* [Given request 1]
Locate every line in the records containing the word "each", with case counting, and copy those lines.

Now THATS a pretty pic, F-dill! Handsome plant!

And yes, Zeppy, row covers will certainly help.

Windermere, FL(Zone 9b)

What are row covers? I thought they'd be used for cooler climates. We're so hot and humid already here I'd hate to bake my plants.

I guess I need to look more closely for the eggs. Where will they be? Also, what should I be looking for to identify pickle worms? Margaret

Augusta, GA(Zone 8a)

Vine borer eggs are laid on the leaf, usually but always on top. Pinhead size orange brown hard littles balls glued individually to to the leaf. I will get a picture soon as I saw the first moth yesterday. Ther are a lot of web sites with descriptions but I did find one with a picture of the eggs.
http://ohioline.osu.edu/hyg-fact/2000/2153.html
http://www.uky.edu/Agriculture/Entomology/entfacts/veg/ef314.htm. Between laying and hatching is the only time vine borers are very vulnable to insecticides.
Pickle worm manifests itself by boring into cucumbers and squash. Looks like some one took a small drill to them. http://aggie-horticulture.tamu.edu/cucurbit/insect/insect1/insect1.4.html
http://www.emtrading.com/em/htmlpapers/emcucumbers.html
There was a discussion last year, but I could not find the picture to repost it. so you can find it here http://davesgarden.com/forums/t/441817/

Ijamsville, MD(Zone 6b)

I don't know a thing about vine borers - thank goodness! but I do know some about row covers.

Row covers are lightweight, let in rain, air and light (there are diff. thicknesses sold) but keep bugs out-hopefully. I put mine over my eggplant the day they were planted out. Squash are much larger plants in diameter and are not usually mentioned as needing covers.

Here is an article about them: http://www.farm-garden.com/primers/5/

-Kim

Windermere, FL(Zone 9b)

Kim - The lightweight row covers sound good to me. I'm wondering if it's past the point where they will help me with this crop. We used frost cloth this winter to protect some of our more delicate plants, but I'm sure that stuff would cook our plants this time of year.

Farmerdill - Thanks for all of the info. On the old thread someone mentions putting their squash in nylons for protection. Do you know more about that? Margaret

Augusta, GA(Zone 8a)

You can do lots of things if you only have one or two plants. I have over two hundred, each one bearing say a dozen fruits over the season. I have neither the time or inclination to sack each one, but it should work since the pickle worm bores in from the outside.

On the vine borer, The adult works the same hours as bees. The floating row covers with keep them away from the plants, but I don't know how you could let bees in without letting them in also. Needless to say, I am not even going to think about hand pollination.

Windermere, FL(Zone 9b)

Boy, you have a huge garden Farmerdill! Do you sell your produce? My garden is on a much, much smaller scale but I still try to keep my maintenance down since I have so many other non-gardening responsibilities. Margaret

Fritch, TX(Zone 6b)

Here is another of the discussions from last year, dealing with the squash vine borer:

http://davesgarden.com/forums/t/371126/

and some suggestions in a classic thread, for vine borers and flea beetles...

http://davesgarden.com/forums/t/41558/

This message was edited May 30, 2005 1:54 PM

Judsonia, AR(Zone 7b)

* [Material for the task]
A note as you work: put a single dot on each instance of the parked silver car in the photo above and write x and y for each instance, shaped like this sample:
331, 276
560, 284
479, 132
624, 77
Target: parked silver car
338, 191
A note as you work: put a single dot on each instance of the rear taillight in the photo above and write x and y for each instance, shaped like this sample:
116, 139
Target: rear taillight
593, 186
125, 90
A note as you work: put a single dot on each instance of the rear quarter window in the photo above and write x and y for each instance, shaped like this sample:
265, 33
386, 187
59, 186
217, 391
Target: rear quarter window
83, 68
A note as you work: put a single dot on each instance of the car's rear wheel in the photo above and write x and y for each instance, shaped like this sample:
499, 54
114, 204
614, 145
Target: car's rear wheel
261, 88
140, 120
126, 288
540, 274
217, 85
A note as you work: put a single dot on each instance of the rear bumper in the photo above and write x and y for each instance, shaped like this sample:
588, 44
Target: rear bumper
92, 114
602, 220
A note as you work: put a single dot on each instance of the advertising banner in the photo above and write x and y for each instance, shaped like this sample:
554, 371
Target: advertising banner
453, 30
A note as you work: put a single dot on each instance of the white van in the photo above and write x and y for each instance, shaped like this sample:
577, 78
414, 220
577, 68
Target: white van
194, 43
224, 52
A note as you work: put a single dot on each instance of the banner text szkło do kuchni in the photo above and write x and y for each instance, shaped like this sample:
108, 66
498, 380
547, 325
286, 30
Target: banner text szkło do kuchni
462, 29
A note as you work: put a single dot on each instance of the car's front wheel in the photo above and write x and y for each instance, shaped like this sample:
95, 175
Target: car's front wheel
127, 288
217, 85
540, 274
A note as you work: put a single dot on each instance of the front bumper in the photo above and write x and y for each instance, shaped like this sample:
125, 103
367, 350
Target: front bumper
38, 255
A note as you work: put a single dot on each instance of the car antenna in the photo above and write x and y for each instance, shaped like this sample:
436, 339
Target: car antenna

* [Given request 2]
Update the passage of the forum thread that begins at the words "What are row" and stops after "vulnable to insecticides.", writing it out again with "insecticides" changed to "pesticides".

* [Task answer 1]
A note as you work: put a single dot on each instance of the parked silver car in the photo above and write x and y for each instance, shaped like this sample:
A note as you work: put a single dot on each instance of the rear taillight in the photo above and write x and y for each instance, shaped like this sample:
A note as you work: put a single dot on each instance of the rear quarter window in the photo above and write x and y for each instance, shaped like this sample:
A note as you work: put a single dot on each instance of the car's rear wheel in the photo above and write x and y for each instance, shaped like this sample:
A note as you work: put a single dot on each instance of the rear bumper in the photo above and write x and y for each instance, shaped like this sample:
A note as you work: put a single dot on each instance of the advertising banner in the photo above and write x and y for each instance, shaped like this sample:
A note as you work: put a single dot on each instance of the white van in the photo above and write x and y for each instance, shaped like this sample:
A note as you work: put a single dot on each instance of the banner text szkło do kuchni in the photo above and write x and y for each instance, shaped like this sample:
A note as you work: put a single dot on each instance of the car's front wheel in the photo above and write x and y for each instance, shaped like this sample:
A note as you work: put a single dot on each instance of the front bumper in the photo above and write x and y for each instance, shaped like this sample:
A note as you work: put a single dot on each instance of the car antenna in the photo above and write x and y for each instance, shaped like this sample:

* [Task answer 2]
What are row covers? I thought they'd be used for cooler climates. We're so hot and humid already here I'd hate to bake my plants.

I guess I need to look more closely for the eggs. Where will they be? Also, what should I be looking for to identify pickle worms? Margaret

Augusta, GA(Zone 8a)

Vine borer eggs are laid on the leaf, usually but always on top. Pinhead size orange brown hard littles balls glued individually to to the leaf. I will get a picture soon as I saw the first moth yesterday. Ther are a lot of web sites with descriptions but I did find one with a picture of the eggs.
http://ohioline.osu.edu/hyg-fact/2000/2153.html
http://www.uky.edu/Agriculture/Entomology/entfacts/veg/ef314.htm. Between laying and hatching is the only time vine borers are very vulnable to pesticides.